== SELECTED EXTRACT ==

For now the important thing to notice is that the x, y, and t dependence is confined to the exponents. Because the boundary conditions must hold at all points on the plane, and for all times, these exponential factors must be equal at the boundary.

\[\vec{k_I} \cdot r = \vec{k_R} \cdot r = \vec{k_T} \cdot r\]

or

\[x(k_I)_x + y(k_I)_y = x(k_R)_x + y(k_R)_y = x(k_T)_x + y(k_T)_y \]

for all x and y, which can only be true if all both components are separately equal. So we may as well orient our axes so that \( \vec{k_I} \) lies in the \( x-z \) plane - our boundary condition ensures that if we do that, \( \vec{k_R} \) and \( \vec{k_T} \) will also lie in the plane.

!!! theorem “The incident, reflected, and transmitted wave vectors form a plane (called the plane of incidence), which also includes the normal to the surface.”

We can also say that

\[k_I \sin \theta_I = k_R \sin \theta_R = k_T \sin \theta_T\]

where \( \theta_I \) is the angle of incidence, \( \theta_R \) is the angle of reflection, and \( \theta_T \) is the angle of transmission, or more commonly the “angle of refraction,” all of them measured with respect to the normal.

!!! theorem “The angle of incidence is equal to the angle of refraction \( \theta_I = \theta_R \)”

And as for the transmitted angle

!!! theorem “The law of refraction: \( \frac{\sin \theta_T}{\sin \theta_I} = \frac{n_1}{n_2} \)”

So our exponential factors are dealt with, and we can move on to the Maxwell boundary conditions

\[(i) \quad \epsilon_0 \left( \vec{E}_{0,I} + \vec{E}_{0,R} \right)_z = \epsilon_2 \left( \vec{E}_{0,T} \right) _z \\ (ii) \quad \left( \vec{B}_{0,I} + \vec{B}_{0,R} \right) _z = \left( \vec{B}_{0,T} \right)_z \\ (iii) \quad \left( \vec{E}_{0,I} + \vec{E}_{0,R} \right)_{x,y} = \left( \vec{E}_{0,T} \right)_{x,y} \\ (iv) \quad \frac{1}{\mu_1} \left( \vec{B}_{0,I} + \vec{B}_{0,R} \right) _{x,y} = \frac{1}{\mu_2} \left( \vec{B}_{0,T} \right)_{x,y}\]

where \( \vec{B}_0 = \frac{1}{v} \vu k \cross \vec{E}_0 \) in each case.

===
== RECORD LIST ==

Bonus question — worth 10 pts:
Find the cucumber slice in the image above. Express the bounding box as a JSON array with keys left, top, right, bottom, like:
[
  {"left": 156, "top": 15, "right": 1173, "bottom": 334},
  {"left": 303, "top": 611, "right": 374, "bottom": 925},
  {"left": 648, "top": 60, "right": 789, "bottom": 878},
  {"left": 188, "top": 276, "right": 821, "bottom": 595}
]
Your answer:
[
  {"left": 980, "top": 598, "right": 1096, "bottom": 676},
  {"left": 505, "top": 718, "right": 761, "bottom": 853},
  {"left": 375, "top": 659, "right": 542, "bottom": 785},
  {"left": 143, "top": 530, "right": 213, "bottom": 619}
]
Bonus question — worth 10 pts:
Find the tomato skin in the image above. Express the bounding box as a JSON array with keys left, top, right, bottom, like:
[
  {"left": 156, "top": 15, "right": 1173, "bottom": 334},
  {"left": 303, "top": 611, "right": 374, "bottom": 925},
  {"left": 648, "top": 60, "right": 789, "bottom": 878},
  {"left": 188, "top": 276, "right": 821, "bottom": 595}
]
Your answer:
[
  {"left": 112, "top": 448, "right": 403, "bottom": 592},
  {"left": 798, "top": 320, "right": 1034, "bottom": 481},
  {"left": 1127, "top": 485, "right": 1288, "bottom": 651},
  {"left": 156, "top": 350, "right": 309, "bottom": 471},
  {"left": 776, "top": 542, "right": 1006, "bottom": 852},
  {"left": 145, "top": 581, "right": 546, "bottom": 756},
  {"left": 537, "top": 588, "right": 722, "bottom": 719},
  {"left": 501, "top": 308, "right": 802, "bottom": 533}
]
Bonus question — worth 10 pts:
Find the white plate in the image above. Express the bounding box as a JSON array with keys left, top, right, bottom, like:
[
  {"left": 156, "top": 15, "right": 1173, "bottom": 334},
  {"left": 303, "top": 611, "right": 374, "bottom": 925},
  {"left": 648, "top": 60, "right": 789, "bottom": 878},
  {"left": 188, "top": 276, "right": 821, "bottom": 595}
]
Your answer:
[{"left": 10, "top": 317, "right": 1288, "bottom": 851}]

===

PROBLEMS »
- a) Count the lines of the records that contain the word "image", and give only the number.
- b) Carry on the passage about waves reflecting and refracting at a boundary, starting after its last sentence.

ANSWERS FOR THE EXERCISE »
- a) 3

- b)
If we now suppose the plane-polarized case, in which the polarization of the incident light is parallel to the plane of incidence, it follows that the reflected and transmitted waves are also polarized in this plane. Then (i) reads

\[ \epsilon_i \left( - \vec{E}_{0,I} \sin \theta_I + \vec{E}_{0,R} \sin \theta_R \right) = \epsilon_2 \left( - \vec{E}_{0,T} \sin \theta_T \right)\]

and (iv) says

\[\frac{1}{\mu_1 v_1} \left( \vec{E}_{0,I} - \vec{E}_{0,R} \right) = \frac{1}{\mu_2 v_2} \vec{E}_{0,T}\]

Figure 9.15

We can reduce these down to

\[\vec{E}_{0,I} - \vec{E}_{0,R} = \beta \vec{E}_{0,T} \qquad \text{ and } \qquad \vec{E}_{0,I} + \vec{E}_{0,R} = \alpha \vec{E}_{0,T}\]

where \( \beta \) is defined as

\[\beta \equiv \frac{\mu_1 v_1}{\mu_2 v_2} = \frac{\mu_1 n_2}{\mu_2 n_1}\]

and \( \alpha \) is

\[\alpha \equiv \frac{\cos \theta_T}{\cos \theta_I}\]

Solving for the reflected and transmitted amplitudes, we obtain

\[ \vec{E}_{0,R} = \left( \frac{\alpha - \beta}{\alpha + \beta} \right) \vec{E}_{0,I} \qquad \vec{E}_{0,T} = \left( \frac{2}{\alpha + \beta } \right) \vec{E}_{0,I}\]

These are the Fresnel’s equations for the case of polarization in the plane of incidence. Note that the transmitted wave is always in phase with the incident one; the reflected wave is either in phase (“right side up”) if \( \alpha > \beta \), or \( \pi \) out of phase (“upside down”) if \( \alpha < \beta \)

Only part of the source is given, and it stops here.